◆ Yapılacaklar:
(1) Christiania yazısında yazar, Christiania'yı görmeden geçemeyeceğini söylüyor. Bunun nedenini yazıya dayanarak bir iki cümleyle açıkla.
(2) Christiania yazısından bir bölümü aynen alıntıla: "Kopenhag (Christiania)" sözlerinin geçtiği yerden başla, "cenneti yaşamaya çalışıyorlardı." sözlerinden sonra dur.
---------- Metin Bölümü
Kopenhag (Christiania)
Christiania ziyareti
Küçük resimlerin üzerine tıklayarak büyütebilirsiniz.
Severek izlediğim Fransız TV5 kanalında görmüştüm ilk defa Christiania ’yı : Burası, şehrin içinde esrar ve benzeri uyuşturucu maddelerin serbestçe kullanıldığı bir bölge idi. Evler değişik renklere boyanmış ve hatta bazıları tablolar gibi bezenmişti. Ama desenler, uyuşturucu almış, uçuk artistlerin hayal gücünü çok belirgin bir şekilde yansıtıyordu… Kısacası, insanlar fazla çalışmadan bu dünyada cenneti yaşamaya çalışıyorlardı.
Eh, bende Kopenhag’a kadar gelmişken burayı görmemezlik edemezdim. Otobüse bindim ve Christiania’ nın girişine vardım. Resimde de göreceğiniz gibi, girişte, amerikan kovboy çiftliklerinin girişini andıran bir tahtanın üzerinde “Christiania” yazıyordu: böylece, Danimarka Polisinin sizi rahatsız etmediği yeni bir federal bölgeye girmiş oluyordunuz. Zaten aynı kapıdan çıkmak istediğinizde de şu yazıyla karşılaşıyordunuz:
“ Şu Andan İtibaren Avrupa Topluluğu’na Giriyorsunuz”
--------------------
---------- Verilen Bilgiler
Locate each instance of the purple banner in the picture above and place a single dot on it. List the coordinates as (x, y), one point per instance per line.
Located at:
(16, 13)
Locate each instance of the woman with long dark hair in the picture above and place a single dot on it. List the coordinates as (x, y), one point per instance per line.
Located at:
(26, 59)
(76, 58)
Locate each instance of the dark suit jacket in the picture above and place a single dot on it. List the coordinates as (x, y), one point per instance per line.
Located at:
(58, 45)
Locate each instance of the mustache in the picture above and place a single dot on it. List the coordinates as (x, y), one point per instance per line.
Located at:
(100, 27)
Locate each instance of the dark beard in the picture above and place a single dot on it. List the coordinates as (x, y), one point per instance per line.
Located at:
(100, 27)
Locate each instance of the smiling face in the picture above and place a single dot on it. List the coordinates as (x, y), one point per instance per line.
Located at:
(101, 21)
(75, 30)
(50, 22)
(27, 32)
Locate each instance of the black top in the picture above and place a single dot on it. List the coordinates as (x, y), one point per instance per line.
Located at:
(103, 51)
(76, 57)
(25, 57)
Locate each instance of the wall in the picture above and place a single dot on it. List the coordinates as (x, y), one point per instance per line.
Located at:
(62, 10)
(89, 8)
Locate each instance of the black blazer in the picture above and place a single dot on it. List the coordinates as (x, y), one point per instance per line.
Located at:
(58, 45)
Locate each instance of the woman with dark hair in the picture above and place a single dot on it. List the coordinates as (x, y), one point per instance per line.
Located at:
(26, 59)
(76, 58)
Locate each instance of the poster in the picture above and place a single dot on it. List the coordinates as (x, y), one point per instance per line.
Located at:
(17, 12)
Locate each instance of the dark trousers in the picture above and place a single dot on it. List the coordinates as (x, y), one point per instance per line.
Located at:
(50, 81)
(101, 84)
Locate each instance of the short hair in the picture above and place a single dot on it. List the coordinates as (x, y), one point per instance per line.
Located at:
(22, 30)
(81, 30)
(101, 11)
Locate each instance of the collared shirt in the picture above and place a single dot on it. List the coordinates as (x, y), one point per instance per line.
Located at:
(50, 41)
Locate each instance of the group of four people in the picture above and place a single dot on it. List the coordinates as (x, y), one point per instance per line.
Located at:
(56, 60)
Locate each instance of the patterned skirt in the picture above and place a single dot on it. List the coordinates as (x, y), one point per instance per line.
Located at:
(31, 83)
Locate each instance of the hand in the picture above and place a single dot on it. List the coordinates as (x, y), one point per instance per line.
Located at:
--------------------
◆ Cevaplar:
(1) Yazar, Kopenhag'a kadar gelmişken ilk kez Fransız TV5 kanalında gördüğü bu yeri görmemezlik edemeyeceğini söylüyor. Yani şehre kadar gelmiş olması, orayı ziyaret etmesinin nedeni.

(2)
Kopenhag (Christiania)
Christiania ziyareti
Küçük resimlerin üzerine tıklayarak büyütebilirsiniz.
Severek izlediğim Fransız TV5 kanalında görmüştüm ilk defa Christiania ’yı : Burası, şehrin içinde esrar ve benzeri uyuşturucu maddelerin serbestçe kullanıldığı bir bölge idi. Evler değişik renklere boyanmış ve hatta bazıları tablolar gibi bezenmişti. Ama desenler, uyuşturucu almış, uçuk artistlerin hayal gücünü çok belirgin bir şekilde yansıtıyordu… Kısacası, insanlar fazla çalışmadan bu dünyada cenneti yaşamaya çalışıyorlardı.